**DATASET EXCERPTS**
** begin **
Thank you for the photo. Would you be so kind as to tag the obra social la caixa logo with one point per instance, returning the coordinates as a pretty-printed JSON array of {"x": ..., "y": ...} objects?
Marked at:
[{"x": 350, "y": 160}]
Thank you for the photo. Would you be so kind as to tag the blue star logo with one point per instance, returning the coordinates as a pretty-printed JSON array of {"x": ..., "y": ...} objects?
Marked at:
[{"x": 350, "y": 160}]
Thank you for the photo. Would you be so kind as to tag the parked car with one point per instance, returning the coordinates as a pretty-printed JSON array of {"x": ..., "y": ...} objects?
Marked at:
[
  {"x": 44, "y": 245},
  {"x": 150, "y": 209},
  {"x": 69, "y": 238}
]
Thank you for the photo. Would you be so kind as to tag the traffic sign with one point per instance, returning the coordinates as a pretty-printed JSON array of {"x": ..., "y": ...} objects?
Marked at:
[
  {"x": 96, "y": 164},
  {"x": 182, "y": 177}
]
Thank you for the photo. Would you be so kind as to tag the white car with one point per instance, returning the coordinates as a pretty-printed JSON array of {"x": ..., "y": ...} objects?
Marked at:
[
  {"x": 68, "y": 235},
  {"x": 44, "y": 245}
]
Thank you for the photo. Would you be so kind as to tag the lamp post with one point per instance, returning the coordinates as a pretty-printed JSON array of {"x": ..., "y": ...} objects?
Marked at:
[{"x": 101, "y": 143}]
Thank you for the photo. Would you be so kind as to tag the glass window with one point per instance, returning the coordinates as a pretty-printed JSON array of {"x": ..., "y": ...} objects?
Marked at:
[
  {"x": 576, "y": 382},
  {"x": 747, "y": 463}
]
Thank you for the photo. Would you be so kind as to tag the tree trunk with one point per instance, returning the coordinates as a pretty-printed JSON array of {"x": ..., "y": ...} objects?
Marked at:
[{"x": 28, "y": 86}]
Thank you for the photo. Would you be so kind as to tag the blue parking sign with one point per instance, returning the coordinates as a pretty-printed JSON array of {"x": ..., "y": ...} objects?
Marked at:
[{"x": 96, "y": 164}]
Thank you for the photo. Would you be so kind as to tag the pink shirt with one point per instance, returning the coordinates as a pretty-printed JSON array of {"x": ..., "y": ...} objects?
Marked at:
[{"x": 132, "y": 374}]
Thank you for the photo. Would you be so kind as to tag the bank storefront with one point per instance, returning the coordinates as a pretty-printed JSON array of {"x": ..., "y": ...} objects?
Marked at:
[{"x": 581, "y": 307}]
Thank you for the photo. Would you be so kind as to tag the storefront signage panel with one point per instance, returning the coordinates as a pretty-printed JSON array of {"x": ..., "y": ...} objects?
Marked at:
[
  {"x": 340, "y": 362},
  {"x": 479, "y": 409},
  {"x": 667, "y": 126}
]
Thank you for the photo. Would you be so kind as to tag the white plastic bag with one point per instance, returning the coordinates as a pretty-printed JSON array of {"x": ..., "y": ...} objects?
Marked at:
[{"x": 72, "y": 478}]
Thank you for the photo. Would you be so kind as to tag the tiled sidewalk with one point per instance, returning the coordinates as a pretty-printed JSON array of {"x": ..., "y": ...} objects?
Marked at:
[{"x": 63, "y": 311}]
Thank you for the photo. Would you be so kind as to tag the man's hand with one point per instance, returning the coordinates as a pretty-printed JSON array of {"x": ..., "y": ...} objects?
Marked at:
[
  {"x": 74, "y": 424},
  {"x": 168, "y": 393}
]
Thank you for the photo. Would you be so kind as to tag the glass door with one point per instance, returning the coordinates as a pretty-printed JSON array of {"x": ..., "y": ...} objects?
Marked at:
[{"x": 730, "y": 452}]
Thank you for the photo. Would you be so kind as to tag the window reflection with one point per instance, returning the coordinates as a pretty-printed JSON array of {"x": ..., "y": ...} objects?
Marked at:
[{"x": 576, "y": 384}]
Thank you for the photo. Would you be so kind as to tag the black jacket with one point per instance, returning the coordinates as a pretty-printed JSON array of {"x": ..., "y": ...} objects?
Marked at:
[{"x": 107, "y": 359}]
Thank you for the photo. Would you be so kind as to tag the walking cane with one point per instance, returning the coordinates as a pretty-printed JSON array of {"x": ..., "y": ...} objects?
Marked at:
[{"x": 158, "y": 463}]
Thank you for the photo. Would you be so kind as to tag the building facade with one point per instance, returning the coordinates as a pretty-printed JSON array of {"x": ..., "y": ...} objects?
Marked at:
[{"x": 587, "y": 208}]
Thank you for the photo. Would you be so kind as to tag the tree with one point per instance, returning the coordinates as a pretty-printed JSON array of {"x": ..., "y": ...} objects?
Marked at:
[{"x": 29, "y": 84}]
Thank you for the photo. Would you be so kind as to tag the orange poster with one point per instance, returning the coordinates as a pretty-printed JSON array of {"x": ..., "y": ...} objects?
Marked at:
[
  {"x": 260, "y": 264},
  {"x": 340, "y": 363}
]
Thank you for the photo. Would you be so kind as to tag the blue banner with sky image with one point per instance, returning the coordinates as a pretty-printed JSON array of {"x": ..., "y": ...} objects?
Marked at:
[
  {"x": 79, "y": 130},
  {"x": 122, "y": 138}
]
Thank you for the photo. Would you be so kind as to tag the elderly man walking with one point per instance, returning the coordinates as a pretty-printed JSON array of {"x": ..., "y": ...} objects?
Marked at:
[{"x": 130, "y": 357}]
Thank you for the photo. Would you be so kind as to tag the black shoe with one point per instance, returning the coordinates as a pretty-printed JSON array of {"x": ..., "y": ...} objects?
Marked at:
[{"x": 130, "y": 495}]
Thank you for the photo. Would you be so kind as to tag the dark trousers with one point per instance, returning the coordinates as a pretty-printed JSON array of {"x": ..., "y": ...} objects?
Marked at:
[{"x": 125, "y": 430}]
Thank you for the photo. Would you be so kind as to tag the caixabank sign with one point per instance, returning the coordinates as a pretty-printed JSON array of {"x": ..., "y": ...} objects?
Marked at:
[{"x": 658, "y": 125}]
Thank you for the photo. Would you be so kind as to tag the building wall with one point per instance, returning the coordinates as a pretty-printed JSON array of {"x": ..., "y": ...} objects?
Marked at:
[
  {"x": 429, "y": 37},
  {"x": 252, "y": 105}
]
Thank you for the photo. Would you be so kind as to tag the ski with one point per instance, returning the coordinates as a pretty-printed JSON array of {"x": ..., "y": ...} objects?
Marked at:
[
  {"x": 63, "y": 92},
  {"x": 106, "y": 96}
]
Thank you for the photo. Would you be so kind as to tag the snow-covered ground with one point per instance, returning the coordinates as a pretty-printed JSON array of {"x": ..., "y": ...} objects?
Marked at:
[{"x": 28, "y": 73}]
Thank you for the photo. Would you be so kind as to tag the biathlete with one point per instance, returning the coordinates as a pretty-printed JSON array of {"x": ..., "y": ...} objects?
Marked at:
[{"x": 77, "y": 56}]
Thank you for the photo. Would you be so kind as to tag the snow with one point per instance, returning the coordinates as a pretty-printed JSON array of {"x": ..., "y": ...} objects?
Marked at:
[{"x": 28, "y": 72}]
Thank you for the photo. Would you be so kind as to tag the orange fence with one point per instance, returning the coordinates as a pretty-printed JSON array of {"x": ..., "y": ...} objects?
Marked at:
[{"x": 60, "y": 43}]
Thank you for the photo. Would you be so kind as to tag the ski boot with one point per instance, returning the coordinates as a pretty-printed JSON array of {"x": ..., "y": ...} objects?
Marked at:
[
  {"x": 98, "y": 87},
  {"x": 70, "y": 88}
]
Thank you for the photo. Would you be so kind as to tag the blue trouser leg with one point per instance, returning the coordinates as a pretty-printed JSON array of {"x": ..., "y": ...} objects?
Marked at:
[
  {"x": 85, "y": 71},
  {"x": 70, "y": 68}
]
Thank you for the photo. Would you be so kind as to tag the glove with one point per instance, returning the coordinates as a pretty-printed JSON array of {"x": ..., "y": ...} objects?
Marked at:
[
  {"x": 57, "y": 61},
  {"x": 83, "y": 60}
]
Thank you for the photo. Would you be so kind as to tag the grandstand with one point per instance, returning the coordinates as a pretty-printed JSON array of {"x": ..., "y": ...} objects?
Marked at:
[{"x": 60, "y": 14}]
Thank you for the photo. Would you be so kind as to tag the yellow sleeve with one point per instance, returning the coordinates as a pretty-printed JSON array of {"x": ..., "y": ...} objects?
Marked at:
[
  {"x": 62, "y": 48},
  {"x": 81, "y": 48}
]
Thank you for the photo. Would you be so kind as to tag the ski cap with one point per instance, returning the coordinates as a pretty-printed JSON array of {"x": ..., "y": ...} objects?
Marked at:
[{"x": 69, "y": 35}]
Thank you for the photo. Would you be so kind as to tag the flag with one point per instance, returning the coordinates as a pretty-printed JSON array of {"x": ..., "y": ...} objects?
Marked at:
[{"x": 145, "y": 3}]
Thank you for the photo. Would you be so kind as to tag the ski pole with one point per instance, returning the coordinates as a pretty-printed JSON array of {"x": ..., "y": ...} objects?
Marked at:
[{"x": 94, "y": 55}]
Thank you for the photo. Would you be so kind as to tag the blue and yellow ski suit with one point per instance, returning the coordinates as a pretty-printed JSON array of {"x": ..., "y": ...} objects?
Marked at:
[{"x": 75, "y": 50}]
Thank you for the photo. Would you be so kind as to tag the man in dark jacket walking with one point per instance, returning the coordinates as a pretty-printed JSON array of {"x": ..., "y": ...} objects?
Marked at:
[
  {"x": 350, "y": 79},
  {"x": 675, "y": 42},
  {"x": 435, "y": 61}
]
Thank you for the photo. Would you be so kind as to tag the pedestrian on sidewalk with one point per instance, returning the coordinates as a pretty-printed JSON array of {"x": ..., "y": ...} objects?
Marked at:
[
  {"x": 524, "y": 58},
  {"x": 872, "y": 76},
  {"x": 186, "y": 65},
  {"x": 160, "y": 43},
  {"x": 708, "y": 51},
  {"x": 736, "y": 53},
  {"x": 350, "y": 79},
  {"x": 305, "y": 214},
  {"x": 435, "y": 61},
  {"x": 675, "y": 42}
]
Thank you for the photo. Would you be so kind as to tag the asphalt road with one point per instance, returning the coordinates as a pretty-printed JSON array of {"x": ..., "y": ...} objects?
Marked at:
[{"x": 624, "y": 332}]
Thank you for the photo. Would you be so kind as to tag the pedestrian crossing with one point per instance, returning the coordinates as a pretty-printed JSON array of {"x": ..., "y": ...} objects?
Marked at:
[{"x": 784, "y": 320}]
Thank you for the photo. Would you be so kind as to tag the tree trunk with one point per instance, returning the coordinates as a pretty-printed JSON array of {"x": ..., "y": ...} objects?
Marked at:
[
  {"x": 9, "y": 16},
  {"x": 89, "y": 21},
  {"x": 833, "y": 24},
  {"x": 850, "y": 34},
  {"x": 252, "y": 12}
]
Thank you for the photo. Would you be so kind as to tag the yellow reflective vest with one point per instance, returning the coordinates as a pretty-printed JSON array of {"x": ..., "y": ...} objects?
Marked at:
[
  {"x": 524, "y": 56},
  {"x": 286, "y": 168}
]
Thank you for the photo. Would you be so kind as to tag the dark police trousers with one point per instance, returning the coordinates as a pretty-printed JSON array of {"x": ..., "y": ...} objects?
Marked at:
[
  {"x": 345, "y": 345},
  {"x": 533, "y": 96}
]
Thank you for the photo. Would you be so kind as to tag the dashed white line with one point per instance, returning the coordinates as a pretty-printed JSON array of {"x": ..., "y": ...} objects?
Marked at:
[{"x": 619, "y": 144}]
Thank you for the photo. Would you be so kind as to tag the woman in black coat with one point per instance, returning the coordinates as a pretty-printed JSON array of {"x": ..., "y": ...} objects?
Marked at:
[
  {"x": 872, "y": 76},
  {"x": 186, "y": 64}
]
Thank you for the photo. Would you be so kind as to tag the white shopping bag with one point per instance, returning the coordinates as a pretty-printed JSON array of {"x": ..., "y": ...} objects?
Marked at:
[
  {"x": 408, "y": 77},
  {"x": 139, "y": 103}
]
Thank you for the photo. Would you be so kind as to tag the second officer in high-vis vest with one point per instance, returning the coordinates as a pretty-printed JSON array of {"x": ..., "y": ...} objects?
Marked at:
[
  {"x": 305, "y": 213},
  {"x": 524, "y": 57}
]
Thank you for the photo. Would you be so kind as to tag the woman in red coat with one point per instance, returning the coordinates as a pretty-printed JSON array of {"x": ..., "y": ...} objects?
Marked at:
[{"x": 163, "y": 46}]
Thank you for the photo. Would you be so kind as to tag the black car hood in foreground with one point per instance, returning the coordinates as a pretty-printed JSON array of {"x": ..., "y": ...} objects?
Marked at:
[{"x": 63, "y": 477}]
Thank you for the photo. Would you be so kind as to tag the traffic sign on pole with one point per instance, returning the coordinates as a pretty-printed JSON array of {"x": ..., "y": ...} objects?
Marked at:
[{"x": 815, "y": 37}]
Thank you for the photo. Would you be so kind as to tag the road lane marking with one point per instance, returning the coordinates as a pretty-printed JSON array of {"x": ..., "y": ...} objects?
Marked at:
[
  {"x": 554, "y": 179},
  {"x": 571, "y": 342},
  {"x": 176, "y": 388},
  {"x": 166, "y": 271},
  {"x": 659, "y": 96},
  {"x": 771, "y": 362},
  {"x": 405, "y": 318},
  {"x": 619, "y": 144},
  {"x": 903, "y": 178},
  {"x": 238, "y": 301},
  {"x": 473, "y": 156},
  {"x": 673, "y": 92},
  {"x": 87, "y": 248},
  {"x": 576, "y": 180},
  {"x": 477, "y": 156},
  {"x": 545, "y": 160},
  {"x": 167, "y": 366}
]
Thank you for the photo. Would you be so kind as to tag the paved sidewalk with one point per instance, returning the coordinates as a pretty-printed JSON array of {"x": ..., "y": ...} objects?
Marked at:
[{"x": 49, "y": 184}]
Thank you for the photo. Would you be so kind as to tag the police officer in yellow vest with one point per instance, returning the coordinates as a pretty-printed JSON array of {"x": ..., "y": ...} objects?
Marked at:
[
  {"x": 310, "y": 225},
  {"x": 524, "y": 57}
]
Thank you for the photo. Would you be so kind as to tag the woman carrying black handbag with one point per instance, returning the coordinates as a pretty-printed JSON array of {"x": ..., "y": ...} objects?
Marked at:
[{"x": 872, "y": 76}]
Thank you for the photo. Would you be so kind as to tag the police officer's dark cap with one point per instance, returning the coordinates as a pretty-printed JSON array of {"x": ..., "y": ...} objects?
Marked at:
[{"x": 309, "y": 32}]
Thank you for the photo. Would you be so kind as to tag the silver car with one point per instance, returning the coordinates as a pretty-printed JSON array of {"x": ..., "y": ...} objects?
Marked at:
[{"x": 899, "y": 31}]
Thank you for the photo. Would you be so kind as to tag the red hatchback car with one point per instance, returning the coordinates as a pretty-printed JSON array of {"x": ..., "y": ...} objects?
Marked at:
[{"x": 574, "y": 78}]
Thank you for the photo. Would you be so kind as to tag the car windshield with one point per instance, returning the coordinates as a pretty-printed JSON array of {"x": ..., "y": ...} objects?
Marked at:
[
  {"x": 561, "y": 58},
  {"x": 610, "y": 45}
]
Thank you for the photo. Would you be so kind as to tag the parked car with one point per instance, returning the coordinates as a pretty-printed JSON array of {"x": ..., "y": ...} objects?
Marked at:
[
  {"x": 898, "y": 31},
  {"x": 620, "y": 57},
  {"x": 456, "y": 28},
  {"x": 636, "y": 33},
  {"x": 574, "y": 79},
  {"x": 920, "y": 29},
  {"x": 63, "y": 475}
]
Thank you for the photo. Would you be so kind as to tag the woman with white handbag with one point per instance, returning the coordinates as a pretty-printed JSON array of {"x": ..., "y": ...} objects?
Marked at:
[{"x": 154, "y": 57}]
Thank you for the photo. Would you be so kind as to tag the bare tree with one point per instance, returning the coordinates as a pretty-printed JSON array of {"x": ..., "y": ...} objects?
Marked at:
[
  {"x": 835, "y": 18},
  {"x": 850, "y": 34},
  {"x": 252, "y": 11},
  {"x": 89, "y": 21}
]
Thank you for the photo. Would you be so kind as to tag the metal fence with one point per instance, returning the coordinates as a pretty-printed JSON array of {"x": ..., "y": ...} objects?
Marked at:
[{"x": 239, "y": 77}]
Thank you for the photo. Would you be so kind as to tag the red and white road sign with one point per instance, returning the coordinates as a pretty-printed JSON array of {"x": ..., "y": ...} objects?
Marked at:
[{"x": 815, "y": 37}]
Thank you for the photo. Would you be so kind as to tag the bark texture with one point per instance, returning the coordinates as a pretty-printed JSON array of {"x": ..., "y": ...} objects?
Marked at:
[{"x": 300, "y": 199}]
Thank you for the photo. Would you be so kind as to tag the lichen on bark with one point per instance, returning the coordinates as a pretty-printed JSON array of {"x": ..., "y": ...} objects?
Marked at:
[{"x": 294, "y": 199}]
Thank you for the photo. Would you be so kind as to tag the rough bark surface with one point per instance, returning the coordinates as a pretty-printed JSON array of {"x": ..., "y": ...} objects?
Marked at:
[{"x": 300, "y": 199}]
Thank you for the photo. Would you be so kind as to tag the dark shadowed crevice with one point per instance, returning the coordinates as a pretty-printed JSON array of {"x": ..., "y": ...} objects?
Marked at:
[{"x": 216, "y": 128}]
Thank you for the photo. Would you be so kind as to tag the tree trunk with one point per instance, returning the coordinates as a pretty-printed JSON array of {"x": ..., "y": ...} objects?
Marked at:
** end **
Copy out word for word the material from the line containing "tag the rough" through the end of the material, including both ends.

**ANSWER BELOW**
Thank you for the photo. Would you be so kind as to tag the rough bark surface with one point per instance, returning the coordinates as a pretty-printed JSON array of {"x": ..., "y": ...} objects?
Marked at:
[{"x": 300, "y": 199}]
Thank you for the photo. Would you be so kind as to tag the dark shadowed crevice with one point per instance, returning the coordinates as a pretty-printed JSON array of {"x": ..., "y": ...} objects?
Marked at:
[{"x": 216, "y": 128}]
Thank you for the photo. Would you be so kind as to tag the tree trunk with one point per instance, returning the coordinates as a pretty-printed JSON array of {"x": ..., "y": ...} objects?
Marked at:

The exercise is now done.